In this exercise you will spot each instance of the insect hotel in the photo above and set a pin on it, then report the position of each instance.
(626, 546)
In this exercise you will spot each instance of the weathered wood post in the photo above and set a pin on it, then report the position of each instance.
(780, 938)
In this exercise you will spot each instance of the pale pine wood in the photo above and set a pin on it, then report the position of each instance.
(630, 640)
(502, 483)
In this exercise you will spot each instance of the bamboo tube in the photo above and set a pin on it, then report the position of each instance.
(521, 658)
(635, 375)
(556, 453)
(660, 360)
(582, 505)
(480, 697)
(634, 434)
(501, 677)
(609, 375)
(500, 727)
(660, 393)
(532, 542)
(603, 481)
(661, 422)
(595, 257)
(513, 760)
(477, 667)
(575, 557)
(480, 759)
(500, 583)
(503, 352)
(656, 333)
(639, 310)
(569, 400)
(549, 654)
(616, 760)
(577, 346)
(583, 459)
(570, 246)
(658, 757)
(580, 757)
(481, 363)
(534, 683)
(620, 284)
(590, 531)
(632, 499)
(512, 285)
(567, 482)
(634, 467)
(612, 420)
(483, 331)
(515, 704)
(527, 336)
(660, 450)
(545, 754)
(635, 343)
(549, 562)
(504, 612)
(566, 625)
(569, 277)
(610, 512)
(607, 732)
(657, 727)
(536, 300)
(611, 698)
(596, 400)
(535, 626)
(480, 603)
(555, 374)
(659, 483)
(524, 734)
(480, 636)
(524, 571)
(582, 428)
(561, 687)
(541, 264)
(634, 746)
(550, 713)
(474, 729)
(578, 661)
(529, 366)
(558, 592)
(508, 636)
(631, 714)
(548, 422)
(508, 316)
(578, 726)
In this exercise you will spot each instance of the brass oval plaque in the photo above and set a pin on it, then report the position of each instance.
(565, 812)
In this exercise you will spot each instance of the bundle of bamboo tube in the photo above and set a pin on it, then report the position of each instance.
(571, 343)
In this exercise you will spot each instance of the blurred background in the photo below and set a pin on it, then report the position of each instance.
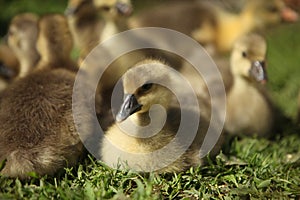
(283, 46)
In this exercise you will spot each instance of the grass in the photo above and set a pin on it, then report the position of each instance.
(248, 168)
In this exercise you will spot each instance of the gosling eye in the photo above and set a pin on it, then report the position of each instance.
(146, 87)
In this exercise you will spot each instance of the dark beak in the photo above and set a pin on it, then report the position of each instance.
(124, 9)
(258, 71)
(129, 106)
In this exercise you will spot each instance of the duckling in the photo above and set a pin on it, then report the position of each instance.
(255, 15)
(294, 4)
(37, 133)
(84, 24)
(209, 24)
(93, 21)
(145, 85)
(249, 109)
(9, 66)
(114, 13)
(22, 36)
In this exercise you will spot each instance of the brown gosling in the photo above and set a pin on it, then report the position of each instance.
(37, 133)
(209, 24)
(9, 66)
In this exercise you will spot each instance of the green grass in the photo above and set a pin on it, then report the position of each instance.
(249, 168)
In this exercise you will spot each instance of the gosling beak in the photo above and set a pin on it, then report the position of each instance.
(129, 106)
(124, 9)
(258, 71)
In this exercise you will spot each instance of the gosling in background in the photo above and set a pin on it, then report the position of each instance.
(37, 133)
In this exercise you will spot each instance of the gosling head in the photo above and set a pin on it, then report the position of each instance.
(114, 8)
(248, 58)
(54, 39)
(143, 87)
(22, 36)
(271, 12)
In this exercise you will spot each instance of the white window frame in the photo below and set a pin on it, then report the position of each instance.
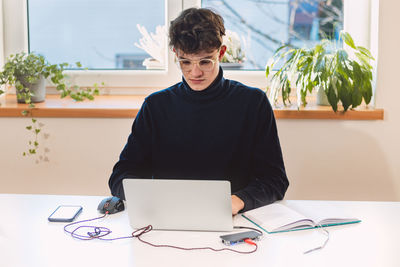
(359, 16)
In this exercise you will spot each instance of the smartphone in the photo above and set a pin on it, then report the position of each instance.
(65, 213)
(232, 239)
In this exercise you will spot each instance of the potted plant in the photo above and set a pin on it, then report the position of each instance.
(28, 73)
(341, 74)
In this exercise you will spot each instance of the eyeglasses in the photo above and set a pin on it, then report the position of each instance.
(205, 64)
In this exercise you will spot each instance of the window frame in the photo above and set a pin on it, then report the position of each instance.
(147, 81)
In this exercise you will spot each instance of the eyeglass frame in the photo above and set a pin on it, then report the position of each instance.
(214, 59)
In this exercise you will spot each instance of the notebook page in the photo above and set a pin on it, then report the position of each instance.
(276, 216)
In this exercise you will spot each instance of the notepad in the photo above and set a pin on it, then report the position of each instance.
(276, 217)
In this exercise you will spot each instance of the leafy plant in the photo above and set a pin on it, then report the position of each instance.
(343, 74)
(22, 70)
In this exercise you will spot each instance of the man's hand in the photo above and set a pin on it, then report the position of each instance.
(237, 204)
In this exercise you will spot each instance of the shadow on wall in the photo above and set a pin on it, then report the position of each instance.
(334, 162)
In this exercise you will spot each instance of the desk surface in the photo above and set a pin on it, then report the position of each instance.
(28, 239)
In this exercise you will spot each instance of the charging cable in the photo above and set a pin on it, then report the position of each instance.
(100, 233)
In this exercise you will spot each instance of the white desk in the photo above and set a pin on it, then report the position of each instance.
(28, 239)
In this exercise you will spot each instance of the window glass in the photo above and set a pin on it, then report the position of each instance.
(261, 26)
(101, 34)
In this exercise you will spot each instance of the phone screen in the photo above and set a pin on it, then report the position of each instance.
(239, 237)
(65, 213)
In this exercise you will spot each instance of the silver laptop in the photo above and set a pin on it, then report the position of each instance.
(199, 205)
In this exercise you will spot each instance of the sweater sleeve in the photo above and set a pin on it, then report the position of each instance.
(135, 158)
(269, 182)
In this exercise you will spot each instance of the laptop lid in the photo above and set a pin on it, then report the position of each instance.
(199, 205)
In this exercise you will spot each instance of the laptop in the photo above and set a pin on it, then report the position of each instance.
(198, 205)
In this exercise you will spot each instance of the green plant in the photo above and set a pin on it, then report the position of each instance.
(344, 74)
(22, 70)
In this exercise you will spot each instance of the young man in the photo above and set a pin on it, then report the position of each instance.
(205, 127)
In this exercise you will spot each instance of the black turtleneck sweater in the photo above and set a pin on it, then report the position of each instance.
(225, 132)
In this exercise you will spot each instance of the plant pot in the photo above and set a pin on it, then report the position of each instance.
(38, 89)
(322, 99)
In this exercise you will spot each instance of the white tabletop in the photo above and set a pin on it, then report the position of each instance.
(28, 239)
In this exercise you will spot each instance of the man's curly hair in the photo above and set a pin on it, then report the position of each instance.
(196, 30)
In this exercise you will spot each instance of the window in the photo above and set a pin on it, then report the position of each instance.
(120, 68)
(263, 26)
(98, 33)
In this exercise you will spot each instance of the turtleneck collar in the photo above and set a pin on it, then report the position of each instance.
(214, 91)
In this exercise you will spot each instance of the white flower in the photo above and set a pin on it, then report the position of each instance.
(234, 52)
(153, 44)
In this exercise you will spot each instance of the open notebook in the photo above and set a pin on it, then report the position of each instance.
(276, 217)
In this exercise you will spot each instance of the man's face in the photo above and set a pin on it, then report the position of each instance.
(200, 69)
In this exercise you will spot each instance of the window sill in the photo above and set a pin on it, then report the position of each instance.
(127, 106)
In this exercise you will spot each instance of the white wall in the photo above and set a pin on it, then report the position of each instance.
(344, 160)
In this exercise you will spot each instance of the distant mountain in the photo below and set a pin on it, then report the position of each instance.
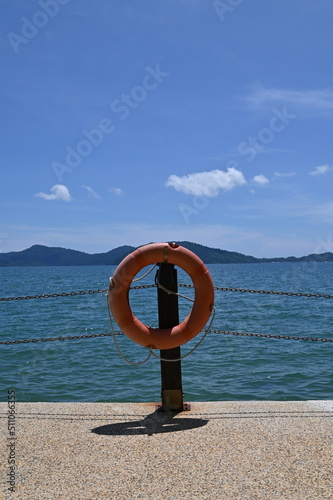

◆ ◆ ◆

- [TASK]: Give back the data exactly. Pictures stay out.

- [YOUR SOLUTION]:
In this exercise you will spot each instance of the insect hotel in the photo above and set a pin on it, then report the position of each instance.
(626, 546)
In this exercise you will spot each instance of the weathered wood post in the photo above and set a pin on it, then report the position of each instance.
(780, 938)
In this exercise you will spot each instance of the pale pine wood in the photo above and set a pin on it, then report the position of each instance.
(630, 640)
(502, 483)
In this exercise you will spot each instance of the bamboo tube in the photo above and set a pin on it, then report the position of each instance.
(521, 658)
(635, 375)
(556, 453)
(660, 360)
(582, 505)
(480, 697)
(634, 434)
(501, 677)
(609, 375)
(500, 727)
(660, 393)
(532, 542)
(603, 481)
(661, 422)
(595, 257)
(513, 760)
(477, 667)
(575, 557)
(480, 759)
(500, 583)
(503, 352)
(656, 333)
(639, 310)
(569, 400)
(549, 654)
(616, 760)
(577, 346)
(583, 459)
(570, 246)
(658, 757)
(580, 757)
(481, 363)
(534, 683)
(620, 284)
(590, 531)
(632, 499)
(512, 285)
(567, 482)
(634, 467)
(612, 420)
(483, 331)
(515, 704)
(527, 336)
(660, 450)
(545, 754)
(635, 343)
(549, 562)
(504, 612)
(566, 625)
(569, 277)
(610, 512)
(607, 732)
(657, 727)
(536, 300)
(611, 698)
(596, 400)
(535, 626)
(480, 603)
(555, 374)
(659, 483)
(524, 734)
(480, 636)
(524, 571)
(582, 428)
(561, 687)
(541, 264)
(634, 746)
(550, 713)
(474, 729)
(578, 661)
(529, 366)
(558, 592)
(508, 636)
(631, 714)
(548, 422)
(508, 316)
(578, 726)
In this exercise you will spot each instance of the brass oval plaque in the photo above and set a pin on it, then report the position of each instance.
(565, 812)
In this exercise you will spot each instance of the bundle of bamboo tube in the photo above and set a pin on it, then report the position of each instance.
(571, 343)
In this exercise you will spot each instance of the blurred background in the photo below and set a pin on it, then report the position of each instance.
(283, 46)
In this exercise you will spot each instance of the grass in the photo above and set a pin on it, then report the position of each instance.
(248, 168)
In this exercise you will spot each instance of the gosling eye in the photo above and set a pin on it, then report the position of each instance.
(146, 87)
In this exercise you will spot each instance of the dark beak in the photo above and set a pin on it, then report the position of each instance.
(124, 9)
(258, 71)
(129, 106)
In this exercise you will spot each instance of the duckling in the photo above and set a pin on it, then report the position of each instance.
(255, 15)
(294, 4)
(37, 133)
(84, 24)
(209, 24)
(93, 21)
(145, 85)
(249, 109)
(9, 66)
(114, 13)
(22, 36)
In this exercise you will spot each instance of the brown gosling in the photo above and set a pin on it, then report the position of each instance.
(37, 133)
(209, 24)
(9, 66)
In this exercise you will spot each instance of the green grass in the photo above and set a pin on it, then report the position of each instance.
(249, 168)
In this exercise you will spot each instance of the gosling beak in the photo above and set a pin on it, then report the position of each instance.
(129, 106)
(124, 9)
(258, 71)
In this exercise you will spot each instance of the gosling in background in the photo above and set a pin on it, then report the position of each instance.
(37, 133)
In this exercise you will spot each instance of the gosling head in the photo above and set a pin on it, then report the position of each instance.
(114, 8)
(248, 58)
(54, 39)
(143, 87)
(22, 36)
(271, 12)
In this exercise you will spot each instance of the white window frame in the photo below and set a pin on it, then report the position of each instance.
(359, 16)
In this exercise you will spot each instance of the smartphone in the photo above and set a pin on it, then report the position of each instance.
(65, 213)
(232, 239)
In this exercise you will spot each instance of the potted plant in the photo above and set a pin on it, then report the position of each instance.
(28, 73)
(341, 74)
In this exercise you will spot each instance of the eyeglasses in the photo above and set a pin on it, then report the position of each instance.
(205, 64)
In this exercise you will spot each instance of the window frame in the photo above and set a pin on it, then report the position of each instance.
(147, 81)
In this exercise you will spot each instance of the eyeglass frame in the photo above and set a pin on it, then report the position of each instance.
(214, 59)
In this exercise you will spot each instance of the notebook page in the photo above and set a pin on it, then report the position of each instance.
(276, 216)
In this exercise you will spot each instance of the notepad in the photo above and set a pin on it, then report the position of each instance.
(276, 217)
In this exercise you will spot each instance of the leafy plant in the photo above and set a pin on it, then report the position of each instance.
(343, 74)
(22, 70)
In this exercise you will spot each instance of the man's hand in the photo above and set a pin on it, then report the position of each instance.
(237, 204)
In this exercise you will spot each instance of the shadow on wall in the photo above and set a pin on it, then report the position of each instance.
(334, 162)
In this exercise you will spot each instance of the desk surface in the photo above and set a pin on it, then report the position of each instance.
(28, 239)
In this exercise you will spot each instance of the charging cable in the photo above and set a pin on it, then report the position of each instance.
(100, 233)
In this exercise you will spot each instance of the white desk in the photo above and set a pin on it, then report the position of each instance.
(28, 239)
In this exercise you will spot each instance of the window glass in the photo above and set a pin on it, then report the position of each instance.
(261, 26)
(101, 34)
In this exercise you will spot each instance of the phone screen in the photo above and set a pin on it, then report the position of each instance.
(239, 237)
(65, 213)
In this exercise you will spot each instance of the silver laptop in the photo above and set a pin on it, then report the position of each instance.
(199, 205)
In this exercise you will spot each instance of the sweater sleeve in the photo above and set a pin on it, then report the position of each instance.
(135, 158)
(269, 182)
In this exercise you will spot each instance of the laptop lid in the photo above and set a pin on it, then report the position of each instance.
(199, 205)
In this exercise you will spot each instance of the laptop in the photo above and set a pin on it, then report the position of each instance.
(198, 205)
In this exercise you will spot each instance of the green plant in the photo above and set a pin on it, then report the position of each instance.
(344, 74)
(22, 70)
In this exercise you will spot each instance of the young man in the photo above and set a pin on it, then report the position of each instance.
(205, 127)
In this exercise you will spot each instance of the black turtleneck sweater in the photo above and set a pin on it, then report the position of each instance.
(225, 132)
In this exercise you will spot each instance of the plant pot in the photo above and set a pin on it, then report the position of each instance.
(38, 89)
(322, 99)
In this exercise you will spot each instance of the white tabletop in the photo above and set a pin on it, then report the position of each instance.
(28, 239)
In this exercise you will spot each instance of the man's curly hair in the photo above and set a pin on it, then report the position of each instance.
(196, 30)
In this exercise you will spot each instance of the window in the photo above and set a pin on it, then report the position of each instance.
(120, 68)
(263, 26)
(98, 33)
In this exercise you will spot each instance of the turtleneck collar in the photo above and set a pin on it, then report the position of each instance.
(214, 91)
In this exercise you will spot each instance of the white flower in the photo above and set a pin on it, then report the position of each instance.
(234, 52)
(153, 44)
In this exercise you will spot each instance of the open notebook in the photo above and set a pin on it, then report the position of each instance.
(276, 217)
In this exercise you will spot each instance of the man's face in the photo above and set a pin on it, then report the position of each instance.
(200, 69)
In this exercise you will spot each instance of the window sill in the photo above and set a pin on it, then report the position of each instance.
(127, 106)
In this exercise you will spot each instance of the white wall in the photo above and set a pin on it, then report the position of each instance.
(344, 160)
In this exercise you will spot each instance of the distant mountain in the photo below and set a pin on it, then report the position of each instance.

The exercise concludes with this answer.